Look through the data below for the line with "target | dormer window" and the line with "task | one point per instance, each pair like [338, 292]", then transcribe exactly from the first through the second, leaving out all pictures.

*** Opening Excerpted records ***

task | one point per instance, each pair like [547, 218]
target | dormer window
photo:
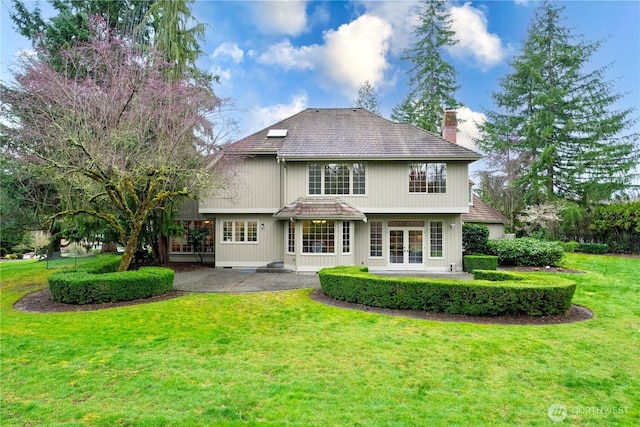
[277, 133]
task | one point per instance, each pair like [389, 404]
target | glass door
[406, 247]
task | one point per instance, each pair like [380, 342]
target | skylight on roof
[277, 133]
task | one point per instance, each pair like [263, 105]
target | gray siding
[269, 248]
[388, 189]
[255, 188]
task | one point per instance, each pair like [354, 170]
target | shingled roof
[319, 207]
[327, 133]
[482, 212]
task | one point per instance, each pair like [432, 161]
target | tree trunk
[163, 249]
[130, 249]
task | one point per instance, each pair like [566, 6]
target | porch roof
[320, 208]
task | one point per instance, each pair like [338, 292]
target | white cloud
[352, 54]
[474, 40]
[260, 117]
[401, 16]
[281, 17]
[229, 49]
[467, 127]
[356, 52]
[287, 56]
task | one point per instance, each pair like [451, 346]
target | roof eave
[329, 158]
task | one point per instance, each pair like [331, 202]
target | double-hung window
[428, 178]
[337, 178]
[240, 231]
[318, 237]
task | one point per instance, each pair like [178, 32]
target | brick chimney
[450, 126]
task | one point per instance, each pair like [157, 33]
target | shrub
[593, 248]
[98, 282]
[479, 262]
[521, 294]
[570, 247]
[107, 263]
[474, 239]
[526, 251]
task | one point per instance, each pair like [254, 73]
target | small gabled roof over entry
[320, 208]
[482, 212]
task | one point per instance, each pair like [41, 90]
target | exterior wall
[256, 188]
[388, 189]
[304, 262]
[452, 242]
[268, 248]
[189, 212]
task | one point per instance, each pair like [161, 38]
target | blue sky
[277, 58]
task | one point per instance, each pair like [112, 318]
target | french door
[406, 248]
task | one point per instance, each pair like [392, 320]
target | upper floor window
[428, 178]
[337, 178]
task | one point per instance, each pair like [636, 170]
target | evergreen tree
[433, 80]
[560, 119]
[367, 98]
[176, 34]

*** Closing Excerpted records ***
*** Opening Excerpted records ***

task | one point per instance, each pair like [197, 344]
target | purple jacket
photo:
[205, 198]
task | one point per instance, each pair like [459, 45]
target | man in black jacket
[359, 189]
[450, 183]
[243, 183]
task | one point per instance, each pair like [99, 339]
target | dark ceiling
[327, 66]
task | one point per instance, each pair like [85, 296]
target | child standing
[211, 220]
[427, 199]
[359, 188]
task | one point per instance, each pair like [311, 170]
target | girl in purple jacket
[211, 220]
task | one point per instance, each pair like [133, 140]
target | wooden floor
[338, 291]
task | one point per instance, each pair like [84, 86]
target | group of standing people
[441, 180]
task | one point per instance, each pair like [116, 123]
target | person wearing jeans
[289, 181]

*** Closing Excerpted records ***

» **Task output**
target | dormer window
photo:
[277, 133]
task | one point per instance, each pair like [389, 404]
target | glass door
[406, 247]
task | one point per instance, each pair like [380, 342]
target | skylight on roof
[277, 133]
task | one point per instance, each pair like [263, 105]
target | gray siding
[269, 248]
[388, 189]
[255, 188]
task | one point per instance, each pair like [354, 170]
target | shingled roof
[319, 207]
[327, 133]
[482, 212]
task | one point per instance, each pair like [432, 161]
target | tree trunk
[163, 249]
[130, 249]
task | one point per instance, each pair like [566, 6]
target | porch roof
[320, 208]
task | one point per instance, each pair like [338, 292]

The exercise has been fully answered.